- DATA PROVIDED -
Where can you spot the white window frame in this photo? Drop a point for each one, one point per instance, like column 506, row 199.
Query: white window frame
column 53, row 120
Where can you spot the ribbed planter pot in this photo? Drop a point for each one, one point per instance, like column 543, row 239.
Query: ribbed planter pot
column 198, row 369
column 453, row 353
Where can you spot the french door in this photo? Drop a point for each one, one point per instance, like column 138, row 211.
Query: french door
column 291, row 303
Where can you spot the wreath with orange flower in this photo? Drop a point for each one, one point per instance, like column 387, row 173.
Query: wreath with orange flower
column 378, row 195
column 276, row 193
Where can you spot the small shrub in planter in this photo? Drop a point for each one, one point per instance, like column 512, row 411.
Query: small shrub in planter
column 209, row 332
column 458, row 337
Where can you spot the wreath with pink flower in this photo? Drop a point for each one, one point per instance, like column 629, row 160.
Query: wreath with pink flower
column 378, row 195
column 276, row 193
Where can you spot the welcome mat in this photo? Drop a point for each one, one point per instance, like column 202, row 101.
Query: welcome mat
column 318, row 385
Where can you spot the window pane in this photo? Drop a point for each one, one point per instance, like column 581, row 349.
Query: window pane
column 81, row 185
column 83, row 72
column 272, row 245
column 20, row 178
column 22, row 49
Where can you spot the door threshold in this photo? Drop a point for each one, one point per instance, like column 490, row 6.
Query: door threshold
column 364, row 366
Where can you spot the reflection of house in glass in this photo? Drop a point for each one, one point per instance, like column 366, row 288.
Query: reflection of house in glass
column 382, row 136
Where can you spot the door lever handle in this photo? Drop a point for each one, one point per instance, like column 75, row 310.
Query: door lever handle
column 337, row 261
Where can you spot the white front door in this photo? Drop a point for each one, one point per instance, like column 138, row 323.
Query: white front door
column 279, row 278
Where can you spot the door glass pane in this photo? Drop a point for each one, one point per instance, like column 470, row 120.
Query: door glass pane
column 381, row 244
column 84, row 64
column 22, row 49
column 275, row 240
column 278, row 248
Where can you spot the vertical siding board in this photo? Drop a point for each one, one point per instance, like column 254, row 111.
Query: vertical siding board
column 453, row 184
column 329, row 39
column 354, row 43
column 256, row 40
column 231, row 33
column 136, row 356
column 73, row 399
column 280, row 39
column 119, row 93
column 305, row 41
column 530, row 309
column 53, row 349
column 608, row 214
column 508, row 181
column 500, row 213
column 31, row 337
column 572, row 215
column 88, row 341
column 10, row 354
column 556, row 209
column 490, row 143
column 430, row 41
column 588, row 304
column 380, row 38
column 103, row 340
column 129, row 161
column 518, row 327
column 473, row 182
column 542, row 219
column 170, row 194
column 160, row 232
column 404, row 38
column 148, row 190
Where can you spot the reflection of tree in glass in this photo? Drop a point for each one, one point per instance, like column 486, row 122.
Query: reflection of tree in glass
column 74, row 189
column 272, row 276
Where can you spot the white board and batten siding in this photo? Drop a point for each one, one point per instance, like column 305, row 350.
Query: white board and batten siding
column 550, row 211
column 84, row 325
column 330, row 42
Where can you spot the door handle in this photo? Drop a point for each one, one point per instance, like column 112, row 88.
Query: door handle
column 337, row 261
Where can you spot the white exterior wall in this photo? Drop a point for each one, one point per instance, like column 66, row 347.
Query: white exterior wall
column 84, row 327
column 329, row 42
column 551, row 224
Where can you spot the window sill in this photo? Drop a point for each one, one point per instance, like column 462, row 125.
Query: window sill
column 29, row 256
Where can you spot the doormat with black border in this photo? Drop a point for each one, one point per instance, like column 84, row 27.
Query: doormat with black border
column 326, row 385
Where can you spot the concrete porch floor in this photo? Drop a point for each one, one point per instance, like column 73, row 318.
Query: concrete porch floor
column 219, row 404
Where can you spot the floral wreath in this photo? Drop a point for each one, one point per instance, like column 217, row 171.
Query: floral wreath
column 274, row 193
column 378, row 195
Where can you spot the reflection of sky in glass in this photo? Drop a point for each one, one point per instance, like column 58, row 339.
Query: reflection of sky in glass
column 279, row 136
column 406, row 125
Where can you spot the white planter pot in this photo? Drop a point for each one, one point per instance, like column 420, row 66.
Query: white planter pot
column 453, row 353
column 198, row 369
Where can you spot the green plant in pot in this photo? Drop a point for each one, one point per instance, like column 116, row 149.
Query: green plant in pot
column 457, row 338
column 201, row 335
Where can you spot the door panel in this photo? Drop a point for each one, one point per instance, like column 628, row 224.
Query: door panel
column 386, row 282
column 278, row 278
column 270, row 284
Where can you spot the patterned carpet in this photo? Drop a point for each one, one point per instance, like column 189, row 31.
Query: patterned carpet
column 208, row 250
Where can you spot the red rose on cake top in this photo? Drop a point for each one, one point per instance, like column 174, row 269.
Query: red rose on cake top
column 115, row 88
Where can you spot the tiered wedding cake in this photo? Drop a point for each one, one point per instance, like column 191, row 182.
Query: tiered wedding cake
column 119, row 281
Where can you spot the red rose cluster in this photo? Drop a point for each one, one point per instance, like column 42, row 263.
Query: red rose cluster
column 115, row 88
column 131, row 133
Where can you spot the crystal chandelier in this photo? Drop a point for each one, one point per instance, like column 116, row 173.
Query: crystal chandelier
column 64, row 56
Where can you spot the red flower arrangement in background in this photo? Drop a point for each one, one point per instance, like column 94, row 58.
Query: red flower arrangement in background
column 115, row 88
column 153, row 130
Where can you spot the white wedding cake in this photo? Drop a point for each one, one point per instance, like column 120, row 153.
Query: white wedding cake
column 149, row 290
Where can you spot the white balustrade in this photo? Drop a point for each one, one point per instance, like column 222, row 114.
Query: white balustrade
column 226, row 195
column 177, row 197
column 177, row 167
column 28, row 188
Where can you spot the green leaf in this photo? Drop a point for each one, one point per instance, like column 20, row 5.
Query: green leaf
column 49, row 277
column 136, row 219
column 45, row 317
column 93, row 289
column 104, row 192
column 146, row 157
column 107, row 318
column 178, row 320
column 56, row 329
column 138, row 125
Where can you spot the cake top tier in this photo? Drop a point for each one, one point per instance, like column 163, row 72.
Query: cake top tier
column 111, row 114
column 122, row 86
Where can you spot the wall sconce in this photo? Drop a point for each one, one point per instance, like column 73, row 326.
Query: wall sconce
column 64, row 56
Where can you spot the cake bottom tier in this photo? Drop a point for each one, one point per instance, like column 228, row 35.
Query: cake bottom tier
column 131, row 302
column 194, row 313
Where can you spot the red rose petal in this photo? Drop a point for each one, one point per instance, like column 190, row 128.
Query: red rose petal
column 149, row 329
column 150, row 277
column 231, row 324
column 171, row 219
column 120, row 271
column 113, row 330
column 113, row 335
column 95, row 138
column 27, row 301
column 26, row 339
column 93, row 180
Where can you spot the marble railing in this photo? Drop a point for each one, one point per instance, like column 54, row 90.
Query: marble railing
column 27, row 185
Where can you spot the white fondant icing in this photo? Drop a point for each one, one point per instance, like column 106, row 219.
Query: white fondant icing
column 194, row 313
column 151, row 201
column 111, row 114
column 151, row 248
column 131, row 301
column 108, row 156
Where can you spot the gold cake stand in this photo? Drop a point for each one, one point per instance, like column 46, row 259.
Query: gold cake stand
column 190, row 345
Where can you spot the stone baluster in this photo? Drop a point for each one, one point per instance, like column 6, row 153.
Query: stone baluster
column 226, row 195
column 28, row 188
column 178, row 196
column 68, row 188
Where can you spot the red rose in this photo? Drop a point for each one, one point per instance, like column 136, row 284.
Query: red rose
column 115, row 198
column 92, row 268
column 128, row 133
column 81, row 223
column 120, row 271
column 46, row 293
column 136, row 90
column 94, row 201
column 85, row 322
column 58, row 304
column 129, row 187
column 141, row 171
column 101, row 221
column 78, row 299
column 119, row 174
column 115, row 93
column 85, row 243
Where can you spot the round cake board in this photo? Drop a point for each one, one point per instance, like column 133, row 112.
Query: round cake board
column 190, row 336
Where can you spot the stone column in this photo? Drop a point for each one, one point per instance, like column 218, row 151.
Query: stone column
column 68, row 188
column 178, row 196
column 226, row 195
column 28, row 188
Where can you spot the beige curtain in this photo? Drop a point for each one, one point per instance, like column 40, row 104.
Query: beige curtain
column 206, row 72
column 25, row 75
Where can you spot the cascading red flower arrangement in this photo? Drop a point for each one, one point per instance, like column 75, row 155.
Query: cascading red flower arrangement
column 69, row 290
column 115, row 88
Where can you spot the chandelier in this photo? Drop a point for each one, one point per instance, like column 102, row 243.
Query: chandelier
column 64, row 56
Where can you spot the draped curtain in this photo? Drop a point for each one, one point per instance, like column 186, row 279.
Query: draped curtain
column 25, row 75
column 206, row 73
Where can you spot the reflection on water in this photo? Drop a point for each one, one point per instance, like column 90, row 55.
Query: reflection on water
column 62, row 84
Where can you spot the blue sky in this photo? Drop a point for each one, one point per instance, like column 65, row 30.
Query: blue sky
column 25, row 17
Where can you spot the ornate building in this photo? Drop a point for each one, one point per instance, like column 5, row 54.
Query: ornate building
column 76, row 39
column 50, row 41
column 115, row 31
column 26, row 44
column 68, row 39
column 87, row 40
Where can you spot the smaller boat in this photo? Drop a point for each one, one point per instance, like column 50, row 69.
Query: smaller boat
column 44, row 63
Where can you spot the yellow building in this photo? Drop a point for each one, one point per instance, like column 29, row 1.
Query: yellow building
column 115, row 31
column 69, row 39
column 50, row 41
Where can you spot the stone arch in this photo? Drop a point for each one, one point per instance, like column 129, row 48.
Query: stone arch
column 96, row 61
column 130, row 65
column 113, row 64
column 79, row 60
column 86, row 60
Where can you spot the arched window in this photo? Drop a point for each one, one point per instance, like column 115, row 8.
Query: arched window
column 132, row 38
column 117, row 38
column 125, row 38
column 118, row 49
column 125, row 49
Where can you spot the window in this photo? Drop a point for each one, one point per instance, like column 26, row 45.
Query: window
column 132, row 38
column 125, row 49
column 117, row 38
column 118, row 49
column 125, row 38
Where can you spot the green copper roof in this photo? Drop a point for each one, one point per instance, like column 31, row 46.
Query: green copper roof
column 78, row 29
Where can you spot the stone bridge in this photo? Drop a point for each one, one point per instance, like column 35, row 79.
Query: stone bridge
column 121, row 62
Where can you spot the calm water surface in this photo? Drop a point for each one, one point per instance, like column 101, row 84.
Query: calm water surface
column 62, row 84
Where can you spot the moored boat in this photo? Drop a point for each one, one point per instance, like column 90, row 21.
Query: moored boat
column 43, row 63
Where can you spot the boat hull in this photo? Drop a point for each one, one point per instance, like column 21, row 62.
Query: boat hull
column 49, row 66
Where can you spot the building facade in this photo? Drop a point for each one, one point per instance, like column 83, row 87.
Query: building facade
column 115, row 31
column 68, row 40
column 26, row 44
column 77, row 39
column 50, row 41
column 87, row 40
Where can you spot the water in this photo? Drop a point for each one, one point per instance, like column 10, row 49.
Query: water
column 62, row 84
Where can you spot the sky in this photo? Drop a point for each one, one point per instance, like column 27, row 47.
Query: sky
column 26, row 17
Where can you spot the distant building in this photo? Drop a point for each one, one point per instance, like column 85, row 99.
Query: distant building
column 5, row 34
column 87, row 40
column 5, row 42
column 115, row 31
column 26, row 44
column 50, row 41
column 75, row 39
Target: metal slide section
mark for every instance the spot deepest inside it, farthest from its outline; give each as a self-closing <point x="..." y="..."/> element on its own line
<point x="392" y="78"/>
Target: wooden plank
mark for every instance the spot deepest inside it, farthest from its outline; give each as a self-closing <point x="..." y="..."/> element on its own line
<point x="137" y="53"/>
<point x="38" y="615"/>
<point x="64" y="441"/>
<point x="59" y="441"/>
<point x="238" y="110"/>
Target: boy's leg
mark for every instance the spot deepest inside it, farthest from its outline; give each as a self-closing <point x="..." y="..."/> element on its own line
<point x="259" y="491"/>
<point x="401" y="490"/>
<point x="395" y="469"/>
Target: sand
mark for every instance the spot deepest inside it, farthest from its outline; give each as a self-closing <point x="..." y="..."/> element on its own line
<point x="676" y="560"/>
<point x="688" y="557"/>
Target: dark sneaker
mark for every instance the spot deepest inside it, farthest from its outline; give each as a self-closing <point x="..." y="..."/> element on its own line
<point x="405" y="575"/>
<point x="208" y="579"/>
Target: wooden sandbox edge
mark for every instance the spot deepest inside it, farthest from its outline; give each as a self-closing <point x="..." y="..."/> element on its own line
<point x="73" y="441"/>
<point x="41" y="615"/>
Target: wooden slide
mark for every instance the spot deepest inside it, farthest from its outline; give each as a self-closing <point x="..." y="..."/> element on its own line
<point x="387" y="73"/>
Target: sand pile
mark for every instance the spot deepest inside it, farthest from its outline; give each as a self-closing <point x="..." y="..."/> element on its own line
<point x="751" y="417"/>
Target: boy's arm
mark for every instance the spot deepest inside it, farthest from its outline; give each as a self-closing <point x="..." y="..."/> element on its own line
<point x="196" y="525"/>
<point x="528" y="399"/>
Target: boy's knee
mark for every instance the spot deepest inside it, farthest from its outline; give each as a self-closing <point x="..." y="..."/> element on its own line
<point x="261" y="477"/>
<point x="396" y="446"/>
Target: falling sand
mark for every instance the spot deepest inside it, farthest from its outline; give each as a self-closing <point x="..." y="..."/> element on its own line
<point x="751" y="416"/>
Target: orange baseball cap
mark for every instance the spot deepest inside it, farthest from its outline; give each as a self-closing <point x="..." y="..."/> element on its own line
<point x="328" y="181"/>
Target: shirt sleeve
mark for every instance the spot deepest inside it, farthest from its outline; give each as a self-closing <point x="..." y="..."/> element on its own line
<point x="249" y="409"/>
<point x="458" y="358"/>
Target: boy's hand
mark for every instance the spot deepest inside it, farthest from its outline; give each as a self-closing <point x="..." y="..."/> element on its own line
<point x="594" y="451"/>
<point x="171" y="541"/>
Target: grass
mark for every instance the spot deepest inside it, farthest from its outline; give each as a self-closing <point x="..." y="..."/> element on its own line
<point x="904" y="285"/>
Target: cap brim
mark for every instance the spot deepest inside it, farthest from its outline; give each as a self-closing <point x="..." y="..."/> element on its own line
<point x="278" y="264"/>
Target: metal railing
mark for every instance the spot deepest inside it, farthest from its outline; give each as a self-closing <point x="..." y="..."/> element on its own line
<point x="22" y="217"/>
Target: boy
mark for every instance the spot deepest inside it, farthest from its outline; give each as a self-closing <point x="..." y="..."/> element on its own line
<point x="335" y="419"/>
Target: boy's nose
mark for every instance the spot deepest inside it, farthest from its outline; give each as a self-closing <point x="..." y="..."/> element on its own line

- TO DO -
Each line of the entries above that contains "slide" is to be copied.

- TASK SOLUTION -
Target: metal slide section
Target: wooden slide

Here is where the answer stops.